# GIVEN EXERCISE
Return each line of the data below exactly, omitting any pictures.

# DATA LISTING
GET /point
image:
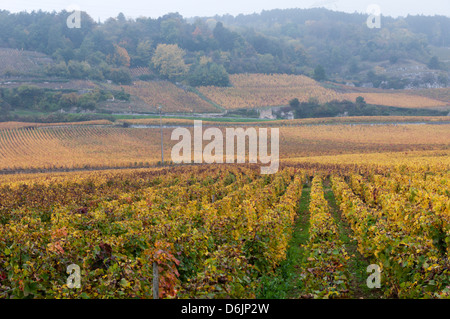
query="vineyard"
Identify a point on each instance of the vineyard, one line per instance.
(104, 146)
(346, 197)
(21, 62)
(171, 97)
(259, 90)
(398, 100)
(221, 231)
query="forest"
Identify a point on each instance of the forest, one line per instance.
(205, 50)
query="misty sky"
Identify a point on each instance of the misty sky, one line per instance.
(103, 9)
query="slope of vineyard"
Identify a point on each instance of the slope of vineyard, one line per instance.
(442, 94)
(259, 90)
(19, 62)
(214, 231)
(398, 100)
(172, 98)
(78, 146)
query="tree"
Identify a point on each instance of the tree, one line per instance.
(294, 103)
(210, 73)
(434, 63)
(360, 101)
(120, 76)
(168, 61)
(144, 52)
(319, 73)
(120, 58)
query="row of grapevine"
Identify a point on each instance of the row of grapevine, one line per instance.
(412, 266)
(326, 266)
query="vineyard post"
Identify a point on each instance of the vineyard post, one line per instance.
(155, 281)
(160, 126)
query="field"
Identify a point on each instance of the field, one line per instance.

# FINAL RESULT
GET /point
image:
query="vineyard"
Identify a point on each instance of the vineyard, one line per instance.
(104, 146)
(346, 197)
(21, 62)
(171, 97)
(259, 90)
(398, 100)
(221, 231)
query="forest"
Identify a point on each instance of the forest, one line per instance.
(205, 50)
query="misty sky"
Identify a point on each instance of the misty sky, one line per instance.
(103, 9)
query="slope of vineyard"
Identify a point on each instance of the slope of vineyard, one line per instance.
(442, 94)
(259, 90)
(19, 62)
(214, 231)
(398, 100)
(172, 98)
(78, 146)
query="tree"
Identify a point on each instance of the tree, one line per instance.
(294, 103)
(210, 73)
(434, 63)
(360, 101)
(120, 76)
(168, 61)
(144, 52)
(319, 73)
(120, 58)
query="row of grapevine"
Identify a point on each instance of the row of grapevine, one line per instance.
(412, 266)
(326, 266)
query="vineyard post"
Identify a point on each instance of the vineyard post, one line per instance.
(155, 281)
(160, 126)
query="field"
Identify a point on each instance of the field, one line per instance.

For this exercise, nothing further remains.